Instructions to follow> In your reply, restate all of the records below word for word.

Information shown>
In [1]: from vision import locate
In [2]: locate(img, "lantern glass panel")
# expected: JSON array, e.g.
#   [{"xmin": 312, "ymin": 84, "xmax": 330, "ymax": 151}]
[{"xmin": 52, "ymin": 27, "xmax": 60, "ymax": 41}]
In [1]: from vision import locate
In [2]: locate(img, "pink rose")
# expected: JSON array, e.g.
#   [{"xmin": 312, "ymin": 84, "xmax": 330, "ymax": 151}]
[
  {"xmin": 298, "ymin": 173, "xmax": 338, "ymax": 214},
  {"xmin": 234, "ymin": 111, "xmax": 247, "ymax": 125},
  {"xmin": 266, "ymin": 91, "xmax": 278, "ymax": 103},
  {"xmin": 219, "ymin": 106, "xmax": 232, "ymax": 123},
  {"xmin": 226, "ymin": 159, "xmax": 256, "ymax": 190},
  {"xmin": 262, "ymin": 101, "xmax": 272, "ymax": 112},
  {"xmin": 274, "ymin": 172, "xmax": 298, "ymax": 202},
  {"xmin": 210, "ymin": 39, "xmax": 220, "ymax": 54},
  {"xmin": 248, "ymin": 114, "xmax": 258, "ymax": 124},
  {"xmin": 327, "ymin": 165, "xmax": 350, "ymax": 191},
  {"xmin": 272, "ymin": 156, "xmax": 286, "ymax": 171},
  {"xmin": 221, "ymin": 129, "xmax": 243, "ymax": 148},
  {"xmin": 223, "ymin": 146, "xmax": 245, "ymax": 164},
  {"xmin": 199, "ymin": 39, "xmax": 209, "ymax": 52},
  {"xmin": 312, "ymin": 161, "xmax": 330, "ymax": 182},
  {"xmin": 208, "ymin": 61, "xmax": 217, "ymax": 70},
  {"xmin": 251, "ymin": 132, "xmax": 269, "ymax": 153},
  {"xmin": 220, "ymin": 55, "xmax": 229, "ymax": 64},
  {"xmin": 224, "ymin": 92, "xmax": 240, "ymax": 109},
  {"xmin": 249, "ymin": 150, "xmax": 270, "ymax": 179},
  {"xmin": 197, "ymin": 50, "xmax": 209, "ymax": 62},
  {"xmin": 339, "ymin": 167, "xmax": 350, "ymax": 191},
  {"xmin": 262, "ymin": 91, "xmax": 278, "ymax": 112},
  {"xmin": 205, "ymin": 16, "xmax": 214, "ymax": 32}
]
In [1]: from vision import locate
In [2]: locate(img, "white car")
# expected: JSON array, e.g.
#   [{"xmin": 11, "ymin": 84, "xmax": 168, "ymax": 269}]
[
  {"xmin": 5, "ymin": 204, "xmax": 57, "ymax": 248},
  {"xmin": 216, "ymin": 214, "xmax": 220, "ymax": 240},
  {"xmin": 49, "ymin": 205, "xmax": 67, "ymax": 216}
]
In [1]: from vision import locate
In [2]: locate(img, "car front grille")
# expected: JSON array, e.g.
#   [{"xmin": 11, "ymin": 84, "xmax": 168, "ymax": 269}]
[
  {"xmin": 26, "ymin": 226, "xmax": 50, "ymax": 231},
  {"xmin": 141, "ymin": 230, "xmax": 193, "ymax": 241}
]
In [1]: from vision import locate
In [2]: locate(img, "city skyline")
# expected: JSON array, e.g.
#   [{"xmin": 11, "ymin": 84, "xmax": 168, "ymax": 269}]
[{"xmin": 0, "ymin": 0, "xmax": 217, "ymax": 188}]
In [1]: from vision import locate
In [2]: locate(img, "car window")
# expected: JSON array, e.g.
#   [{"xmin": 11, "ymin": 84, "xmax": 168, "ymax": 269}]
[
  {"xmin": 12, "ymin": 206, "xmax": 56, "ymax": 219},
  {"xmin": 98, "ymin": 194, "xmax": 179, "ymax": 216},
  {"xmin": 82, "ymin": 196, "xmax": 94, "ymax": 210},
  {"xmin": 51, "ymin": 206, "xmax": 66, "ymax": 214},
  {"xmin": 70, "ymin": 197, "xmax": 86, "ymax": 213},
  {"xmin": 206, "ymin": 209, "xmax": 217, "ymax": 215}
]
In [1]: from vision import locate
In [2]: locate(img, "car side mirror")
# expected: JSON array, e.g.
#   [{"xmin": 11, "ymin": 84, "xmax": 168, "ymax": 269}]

Your solution>
In [1]: from vision import locate
In [2]: locate(img, "lantern glass panel")
# expected: JSON array, e.g.
#   [{"xmin": 312, "ymin": 84, "xmax": 330, "ymax": 151}]
[{"xmin": 52, "ymin": 27, "xmax": 60, "ymax": 41}]
In [1]: from vision import locate
In [2]: locate(img, "pink rose")
# expected: JSON array, e.g.
#   [{"xmin": 312, "ymin": 84, "xmax": 330, "ymax": 151}]
[
  {"xmin": 298, "ymin": 173, "xmax": 338, "ymax": 214},
  {"xmin": 234, "ymin": 111, "xmax": 247, "ymax": 125},
  {"xmin": 266, "ymin": 91, "xmax": 278, "ymax": 103},
  {"xmin": 219, "ymin": 106, "xmax": 232, "ymax": 123},
  {"xmin": 226, "ymin": 159, "xmax": 256, "ymax": 190},
  {"xmin": 262, "ymin": 101, "xmax": 272, "ymax": 112},
  {"xmin": 274, "ymin": 172, "xmax": 298, "ymax": 202},
  {"xmin": 210, "ymin": 39, "xmax": 220, "ymax": 54},
  {"xmin": 248, "ymin": 114, "xmax": 258, "ymax": 124},
  {"xmin": 327, "ymin": 165, "xmax": 350, "ymax": 191},
  {"xmin": 272, "ymin": 156, "xmax": 286, "ymax": 171},
  {"xmin": 221, "ymin": 129, "xmax": 243, "ymax": 148},
  {"xmin": 223, "ymin": 146, "xmax": 245, "ymax": 164},
  {"xmin": 199, "ymin": 39, "xmax": 209, "ymax": 52},
  {"xmin": 312, "ymin": 161, "xmax": 330, "ymax": 182},
  {"xmin": 208, "ymin": 61, "xmax": 217, "ymax": 70},
  {"xmin": 251, "ymin": 132, "xmax": 269, "ymax": 153},
  {"xmin": 220, "ymin": 55, "xmax": 229, "ymax": 64},
  {"xmin": 224, "ymin": 92, "xmax": 240, "ymax": 109},
  {"xmin": 249, "ymin": 150, "xmax": 270, "ymax": 179},
  {"xmin": 197, "ymin": 50, "xmax": 209, "ymax": 62},
  {"xmin": 339, "ymin": 167, "xmax": 350, "ymax": 191},
  {"xmin": 262, "ymin": 91, "xmax": 278, "ymax": 112},
  {"xmin": 205, "ymin": 16, "xmax": 214, "ymax": 32}
]
In [1]: from vision import locate
In [2]: locate(img, "white car")
# expected: JSON array, e.g.
#   [{"xmin": 11, "ymin": 84, "xmax": 168, "ymax": 269}]
[
  {"xmin": 5, "ymin": 204, "xmax": 57, "ymax": 248},
  {"xmin": 216, "ymin": 214, "xmax": 220, "ymax": 240},
  {"xmin": 49, "ymin": 205, "xmax": 67, "ymax": 216}
]
In [1]: from vision import locate
In [2]: locate(img, "car front grille")
# expected: JSON array, e.g.
#   [{"xmin": 11, "ymin": 84, "xmax": 168, "ymax": 269}]
[
  {"xmin": 26, "ymin": 226, "xmax": 50, "ymax": 231},
  {"xmin": 141, "ymin": 230, "xmax": 193, "ymax": 241}
]
In [1]: from vision import locate
In [2]: locate(img, "city skyline")
# expected: JSON array, e.g.
#   [{"xmin": 11, "ymin": 84, "xmax": 168, "ymax": 269}]
[{"xmin": 0, "ymin": 0, "xmax": 217, "ymax": 188}]
In [1]: from vision import locate
In [2]: locate(img, "car window")
# expected: JSON array, e.g.
#   [{"xmin": 11, "ymin": 84, "xmax": 168, "ymax": 269}]
[
  {"xmin": 12, "ymin": 206, "xmax": 56, "ymax": 219},
  {"xmin": 98, "ymin": 194, "xmax": 179, "ymax": 216},
  {"xmin": 82, "ymin": 196, "xmax": 94, "ymax": 210},
  {"xmin": 51, "ymin": 206, "xmax": 66, "ymax": 214},
  {"xmin": 70, "ymin": 197, "xmax": 86, "ymax": 213},
  {"xmin": 206, "ymin": 209, "xmax": 217, "ymax": 215}
]
In [1]: from vision import locate
In [2]: locate(img, "car side mirror")
# expected: JSON array, e.g.
#   [{"xmin": 11, "ymin": 84, "xmax": 168, "ymax": 269}]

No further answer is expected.